Written problem >>
Continue the comparison of three books by physicists, starting right after its final sentence.

Document >>

○ ○ ○ ○ ○ ○ ○

A Comparison of Three Books Written by Physicists About Physics

Helgoland: Making Sense of the Quantum Revolution.  Carlo Rovelli.  Riverhead Books.  NY.  2021.

Fundamentals: Ten Keys to Reality.  Frank Wilczek.  Penguin Press.  NY.  2021.

Something Deeply Hidden: Quantum Worlds and The Emergence of Spacetime.  Sean Carroll.  Dutton.  NY.  2019.

The Characters

Rovelli’s Helgoland:

Observables, Probability, Granularity

Einstein, Heisenberg, Bohr, Schrodinger

Observables hearken to an age-old debate in philosophy/science about how we humans gain knowledge: Empirically or Ideally.  Through observations or through ideas?  Heisenberg sends quantum mechanics down the road of looking only at observables and attempting to describe them and predict them.

Probability continues that debate with its insistence that at the quantum level we cannot know specific facts with certainty, only with a spectrum of probabilities.  When presented with Heisenberg’s and Schrodinger’s math of probability, Einstein famously said, “God does not play dice,” meaning “The laws of Nature should be predictive.”

Granularity is what quantum means.  Quantum physics is the study of the granularity of physical life in the electromagnetic spectrum (light has packets of energy we call photons), in atoms (electrons move in discreet leaps), and for atoms (atoms can only spin in discreet speeds, not continuously). 

Bohr philosophically guided quantum physics towards observation over explanation.  His retort to Einstein was “Stop telling God what to do.”

Wilczek’s Fundamentals:

10 keys to reality, culminating in complementarity

An infant becoming an adult, scientists

The 10 keys include two broad themes: What There Is and Beginnings & Ends.

What There Is: Plenty of space and time, with very few ingredients and laws, and with plenty of matter and energy.

○ ○ ○ ○ ○ ○ ○

Given data >>
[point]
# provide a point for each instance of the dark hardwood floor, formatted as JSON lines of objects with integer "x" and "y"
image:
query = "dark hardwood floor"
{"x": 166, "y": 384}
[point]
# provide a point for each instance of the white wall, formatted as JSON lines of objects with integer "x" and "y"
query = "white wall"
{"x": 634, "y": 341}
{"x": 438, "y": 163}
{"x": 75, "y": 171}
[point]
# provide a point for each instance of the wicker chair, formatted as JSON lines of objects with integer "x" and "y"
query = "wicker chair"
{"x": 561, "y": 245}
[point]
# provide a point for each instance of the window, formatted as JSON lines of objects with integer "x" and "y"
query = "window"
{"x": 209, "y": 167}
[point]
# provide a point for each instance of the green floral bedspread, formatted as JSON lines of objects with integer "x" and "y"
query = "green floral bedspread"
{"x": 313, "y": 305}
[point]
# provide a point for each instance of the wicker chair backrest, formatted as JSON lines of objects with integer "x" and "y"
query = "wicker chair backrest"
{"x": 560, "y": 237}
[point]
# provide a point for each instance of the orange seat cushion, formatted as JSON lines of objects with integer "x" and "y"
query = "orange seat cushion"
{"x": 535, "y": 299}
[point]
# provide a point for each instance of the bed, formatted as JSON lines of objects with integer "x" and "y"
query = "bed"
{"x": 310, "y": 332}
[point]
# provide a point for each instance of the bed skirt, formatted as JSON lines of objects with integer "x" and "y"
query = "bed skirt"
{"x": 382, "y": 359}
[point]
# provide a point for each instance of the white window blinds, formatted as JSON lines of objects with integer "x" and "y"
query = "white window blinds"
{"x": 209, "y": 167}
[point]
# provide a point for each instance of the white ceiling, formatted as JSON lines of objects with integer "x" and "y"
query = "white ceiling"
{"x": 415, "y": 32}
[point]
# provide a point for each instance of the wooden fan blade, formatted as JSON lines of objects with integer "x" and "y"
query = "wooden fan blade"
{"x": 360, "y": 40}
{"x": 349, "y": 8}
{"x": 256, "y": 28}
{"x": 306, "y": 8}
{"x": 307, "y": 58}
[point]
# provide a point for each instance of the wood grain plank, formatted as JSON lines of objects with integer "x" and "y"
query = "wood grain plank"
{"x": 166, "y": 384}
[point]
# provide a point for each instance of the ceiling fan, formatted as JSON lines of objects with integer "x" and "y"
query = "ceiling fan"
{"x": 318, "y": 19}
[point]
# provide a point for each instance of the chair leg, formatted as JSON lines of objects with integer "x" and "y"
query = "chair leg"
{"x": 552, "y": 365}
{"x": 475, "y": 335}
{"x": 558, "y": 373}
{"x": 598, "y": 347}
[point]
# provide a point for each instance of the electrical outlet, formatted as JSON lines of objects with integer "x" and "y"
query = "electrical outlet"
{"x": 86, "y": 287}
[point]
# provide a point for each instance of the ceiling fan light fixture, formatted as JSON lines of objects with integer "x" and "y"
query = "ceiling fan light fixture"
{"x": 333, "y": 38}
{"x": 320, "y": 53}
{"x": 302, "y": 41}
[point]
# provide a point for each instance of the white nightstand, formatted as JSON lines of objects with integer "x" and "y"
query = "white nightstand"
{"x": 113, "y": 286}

○ ○ ○ ○ ○ ○ ○

Output below >>
Beginnings & Ends: emergence of the universe and the consequent complexity; we have more ways to learn how to see the world, which will help us solve the current mysteries we don’t have answers to; and finally, complementarity.

The infant: a child, any child, symbolized by his own granddaughter.  She is newly born, searching reality to learn her place in it by separating internal from external reality.  If she grows up with a scientific mindset, she will still need to be open to being born again as an adult, with the presentation of new data, and fuse—or at least blur the line between—internal and external realities.

Scientists and their instruments across time and culture have all contributed to the amazing knowledge we now have that he has delineated into the 10 keys to reality.

Carroll’s Something Deeply Hidden:

Quantum mechanics itself, measurement, Many-Worlds theory

Einstein, Bohr, and Everett

Classical or Mechanical Physics, as described by Isaac Newton looks at position and velocity of objects and the forces acting upon them.  Even Einstein’s relativity theory, “which was world-transforming in its own way, is a variety of classical mechanics rather than a replacement for it.”

Classical physics doesn’t have a measurement problem; quantum mechanics does: “What we see when we look at the world seems to be fundamentally different from what actually is.”  For example, classical physics has a two-rule recipe for experiments; quantum has a comparable two-rules, but then adds another three, all relating to measurement. 

He devotes a long paragraph to a list of questions about what constitutes measurement and how to define it. 

“The fact that the quantum recipe provides us with probabilities rather than certainties might be annoying, but we could learn to live with it.  What bugs us, or should, is our lack of understanding about what is actually happening.”

Einstein and Bohr engaged in a series of discussions over a number of years debating this measurement problem in quantum physics.  Einstein never accepted Bohr’s philosophical solution, but Bohr’s approach has come to dominate the science of physics ever since.

But others have attempted to go back to the beginnings of physics and try to understand better just what is happening in quantum experiments.  Everett was one such scientist, who proposed the Many-Worlds theory.

Next, the authors duke it out: The Conflict

The Conflict

Some further background:

Classical physics = mechanical physics = Newtonian theory of gravity.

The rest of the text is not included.